Set problem:
List every row below as a numbered list with no blank lines, and leave the pictures out.

Stored records:
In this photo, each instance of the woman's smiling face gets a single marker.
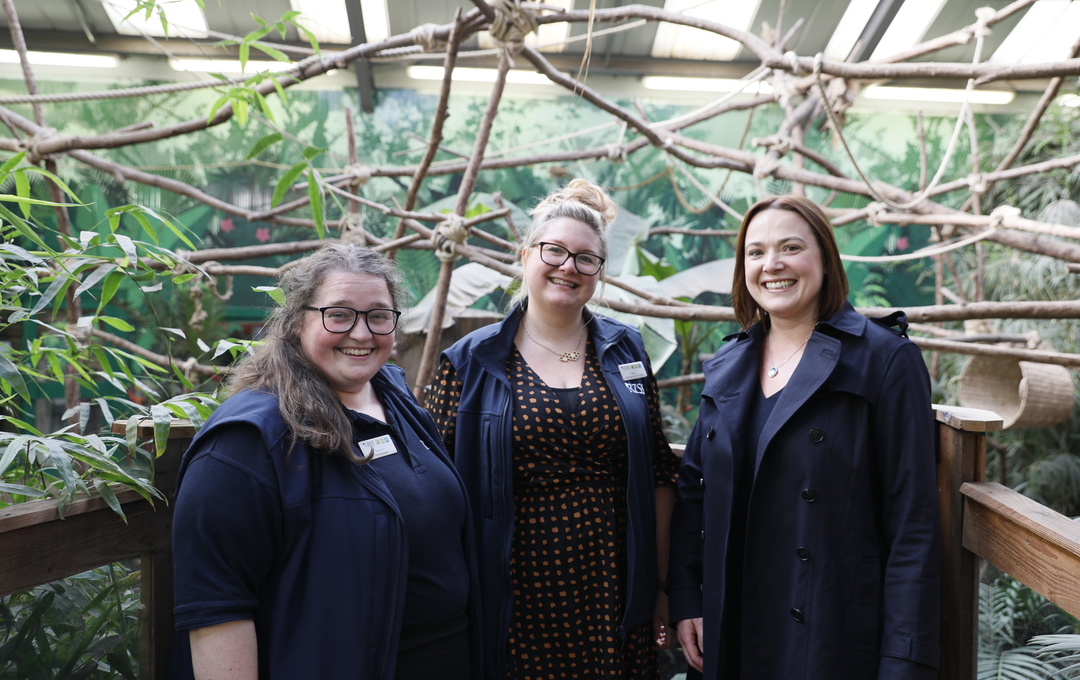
(348, 359)
(784, 268)
(562, 286)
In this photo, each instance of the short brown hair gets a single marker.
(834, 286)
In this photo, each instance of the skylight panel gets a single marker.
(908, 27)
(186, 18)
(376, 19)
(849, 29)
(326, 19)
(684, 42)
(1045, 34)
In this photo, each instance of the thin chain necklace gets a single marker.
(563, 356)
(775, 368)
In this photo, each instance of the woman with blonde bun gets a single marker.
(553, 420)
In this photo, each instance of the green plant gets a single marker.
(84, 626)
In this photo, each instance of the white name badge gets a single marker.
(633, 371)
(377, 447)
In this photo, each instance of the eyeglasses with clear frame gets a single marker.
(343, 318)
(588, 263)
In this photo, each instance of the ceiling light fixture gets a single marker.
(225, 66)
(679, 83)
(464, 75)
(62, 58)
(937, 95)
(185, 18)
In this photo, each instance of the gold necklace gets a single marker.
(564, 356)
(775, 369)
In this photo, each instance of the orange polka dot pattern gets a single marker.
(568, 555)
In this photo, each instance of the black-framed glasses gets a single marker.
(343, 318)
(588, 263)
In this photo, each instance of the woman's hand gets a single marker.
(690, 637)
(663, 640)
(226, 651)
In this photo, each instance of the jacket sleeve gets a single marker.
(684, 567)
(904, 439)
(227, 530)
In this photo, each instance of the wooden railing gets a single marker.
(37, 546)
(1031, 543)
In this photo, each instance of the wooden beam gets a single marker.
(1029, 542)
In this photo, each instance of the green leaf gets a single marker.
(271, 52)
(23, 189)
(110, 286)
(12, 163)
(286, 182)
(315, 196)
(264, 144)
(311, 152)
(11, 375)
(119, 324)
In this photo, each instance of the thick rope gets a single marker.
(448, 232)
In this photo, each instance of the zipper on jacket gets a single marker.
(393, 601)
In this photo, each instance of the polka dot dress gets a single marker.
(568, 555)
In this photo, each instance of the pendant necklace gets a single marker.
(563, 356)
(775, 369)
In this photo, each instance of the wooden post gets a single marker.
(961, 458)
(156, 593)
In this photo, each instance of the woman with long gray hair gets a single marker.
(321, 530)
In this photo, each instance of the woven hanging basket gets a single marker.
(1024, 393)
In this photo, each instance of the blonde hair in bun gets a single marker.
(580, 200)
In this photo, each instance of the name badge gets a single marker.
(633, 370)
(377, 447)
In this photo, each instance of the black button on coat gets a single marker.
(845, 477)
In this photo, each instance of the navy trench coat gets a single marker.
(841, 557)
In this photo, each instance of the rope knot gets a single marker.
(875, 214)
(424, 36)
(359, 174)
(448, 232)
(513, 21)
(1000, 214)
(31, 144)
(977, 182)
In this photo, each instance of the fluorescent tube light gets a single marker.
(185, 18)
(225, 66)
(62, 58)
(678, 83)
(463, 75)
(326, 19)
(937, 95)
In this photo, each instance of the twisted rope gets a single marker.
(449, 231)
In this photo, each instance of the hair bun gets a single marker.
(584, 192)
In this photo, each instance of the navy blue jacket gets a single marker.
(482, 451)
(841, 558)
(324, 574)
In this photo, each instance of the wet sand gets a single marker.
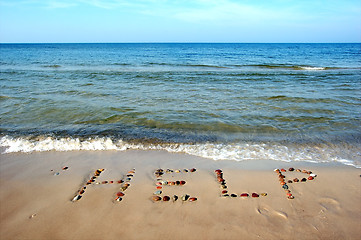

The completed task:
1. In this photo, each instance of the woman's smiling face gets a single marker.
2. (348, 359)
3. (784, 268)
4. (562, 286)
5. In this photo, each instance of the short brown hair gets a single marker.
6. (834, 286)
7. In this photo, each instance of the skylight panel gets a single marker.
8. (908, 27)
9. (186, 18)
10. (376, 19)
11. (849, 29)
12. (326, 19)
13. (684, 42)
14. (1045, 34)
15. In this photo, each instance of the thin chain necklace gets a single marker.
16. (563, 356)
17. (775, 368)
18. In this photo, each instance of the woman with blonde bun gets a single marker.
19. (553, 420)
20. In this photo, each instance of the green plant gets a single marker.
21. (84, 626)
22. In this photo, each instance of the white name badge gets a single marker.
23. (633, 371)
24. (377, 447)
25. In this photo, each instance of the eyeglasses with clear frame gets a single marker.
26. (343, 318)
27. (588, 263)
28. In this photo, each instance of the ceiling light fixture gets a single marker.
29. (225, 66)
30. (679, 83)
31. (464, 75)
32. (62, 58)
33. (937, 95)
34. (185, 18)
35. In this photo, each instance of the gold necklace gets a single marker.
36. (564, 356)
37. (775, 369)
38. In this photo, each instance of the orange polka dot pattern gets a single marker.
39. (568, 555)
40. In this photo, each instance of the black-framed glasses gets a single marker.
41. (343, 318)
42. (588, 263)
43. In this photo, each instance of the woman's hand gets a single marker.
44. (690, 637)
45. (663, 640)
46. (226, 651)
47. In this photo, each instance of the jacket sleeve gets a single marker.
48. (684, 567)
49. (904, 439)
50. (227, 530)
51. In this photo, each instance of the wooden railing gets a single marker.
52. (37, 546)
53. (1031, 543)
54. In this photo, each instance of the wooden beam gets a single marker.
55. (1029, 542)
56. In this photo, each instance of the green leaf gets a single marker.
57. (271, 52)
58. (23, 189)
59. (110, 286)
60. (12, 163)
61. (286, 182)
62. (315, 196)
63. (264, 144)
64. (311, 152)
65. (11, 375)
66. (119, 324)
67. In this photo, each instance of the thick rope gets a single marker.
68. (448, 232)
69. In this photo, each instance of the zipper on jacket gets a single marker.
70. (393, 601)
71. In this photo, each instance of the polka dot dress gets a single marker.
72. (568, 555)
73. In this photo, each instance of the pendant necklace gets a single marker.
74. (563, 356)
75. (775, 369)
76. In this photo, each instance of the wooden post gets a single marker.
77. (961, 458)
78. (156, 593)
79. In this photo, each instance of the woman with long gray hair gets a single marker.
80. (321, 530)
81. In this photo, each instance of the woven hanging basket gets a single marker.
82. (1024, 393)
83. In this photo, each instance of the blonde hair in bun gets a single marker.
84. (580, 200)
85. In this photo, each instance of the name badge gets a single marker.
86. (633, 370)
87. (377, 447)
88. In this photo, each instance of the black button on coat gets a single marker.
89. (845, 477)
90. In this photo, each instance of the navy trench coat gets a single marker.
91. (841, 557)
92. In this photo, each instance of the rope knot gets a single marker.
93. (875, 214)
94. (424, 36)
95. (359, 174)
96. (448, 232)
97. (513, 21)
98. (1000, 214)
99. (31, 144)
100. (977, 182)
101. In this photo, each instance of the fluorescent tube light gets a single marker.
102. (185, 18)
103. (225, 66)
104. (62, 58)
105. (678, 83)
106. (463, 75)
107. (326, 19)
108. (937, 95)
109. In this photo, each instance of the twisted rope gets a single marker.
110. (449, 231)
111. In this photo, each instance of the hair bun gets a single marker.
112. (584, 192)
113. In this photo, each instance of the navy blue jacket gets a single marker.
114. (482, 451)
115. (841, 558)
116. (324, 574)
117. In this photo, each instance of the wet sand gets a single marker.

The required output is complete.